Records from a data source:
****************

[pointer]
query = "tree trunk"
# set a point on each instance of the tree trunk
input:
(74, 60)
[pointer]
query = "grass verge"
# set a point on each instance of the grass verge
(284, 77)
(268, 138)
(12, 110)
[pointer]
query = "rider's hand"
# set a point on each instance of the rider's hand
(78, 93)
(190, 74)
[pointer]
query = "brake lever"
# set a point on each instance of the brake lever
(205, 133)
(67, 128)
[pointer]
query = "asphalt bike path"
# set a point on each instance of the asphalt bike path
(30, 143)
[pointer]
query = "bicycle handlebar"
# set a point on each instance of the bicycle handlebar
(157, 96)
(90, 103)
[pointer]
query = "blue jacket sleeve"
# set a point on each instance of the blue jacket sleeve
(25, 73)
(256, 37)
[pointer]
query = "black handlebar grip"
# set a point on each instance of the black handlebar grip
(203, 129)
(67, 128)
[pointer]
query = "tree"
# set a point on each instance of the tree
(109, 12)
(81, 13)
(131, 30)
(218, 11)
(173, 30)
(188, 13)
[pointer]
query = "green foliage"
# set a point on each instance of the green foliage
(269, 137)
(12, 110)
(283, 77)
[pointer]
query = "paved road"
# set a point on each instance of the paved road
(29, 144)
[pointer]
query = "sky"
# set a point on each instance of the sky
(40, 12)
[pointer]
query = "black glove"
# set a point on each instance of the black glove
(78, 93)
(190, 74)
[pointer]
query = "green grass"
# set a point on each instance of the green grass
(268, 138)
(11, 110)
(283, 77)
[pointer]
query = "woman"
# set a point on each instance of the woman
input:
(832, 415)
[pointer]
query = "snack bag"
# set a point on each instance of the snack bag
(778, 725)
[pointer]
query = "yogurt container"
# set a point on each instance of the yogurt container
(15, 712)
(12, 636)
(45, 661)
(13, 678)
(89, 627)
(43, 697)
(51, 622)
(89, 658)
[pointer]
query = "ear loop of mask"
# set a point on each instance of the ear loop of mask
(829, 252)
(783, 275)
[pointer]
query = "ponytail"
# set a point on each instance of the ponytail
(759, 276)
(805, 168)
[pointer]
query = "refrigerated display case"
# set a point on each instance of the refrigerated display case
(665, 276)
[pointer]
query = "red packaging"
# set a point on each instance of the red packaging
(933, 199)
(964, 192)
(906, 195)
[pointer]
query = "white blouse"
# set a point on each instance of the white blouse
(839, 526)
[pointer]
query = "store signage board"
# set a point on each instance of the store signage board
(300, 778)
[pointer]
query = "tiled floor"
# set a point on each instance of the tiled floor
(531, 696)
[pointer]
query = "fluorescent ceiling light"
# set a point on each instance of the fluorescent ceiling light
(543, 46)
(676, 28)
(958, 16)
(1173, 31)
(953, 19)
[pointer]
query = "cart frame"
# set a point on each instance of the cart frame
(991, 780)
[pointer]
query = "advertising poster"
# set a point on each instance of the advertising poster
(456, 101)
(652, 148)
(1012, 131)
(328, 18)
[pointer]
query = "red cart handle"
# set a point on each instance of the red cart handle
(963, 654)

****************

* _WHAT YOU ARE ASKED TO DO_
Pick out and copy every line that contains the string "display".

* _RESULT OF THE TASK_
query = "refrigerated display case"
# set a point on each instance of the refrigerated display case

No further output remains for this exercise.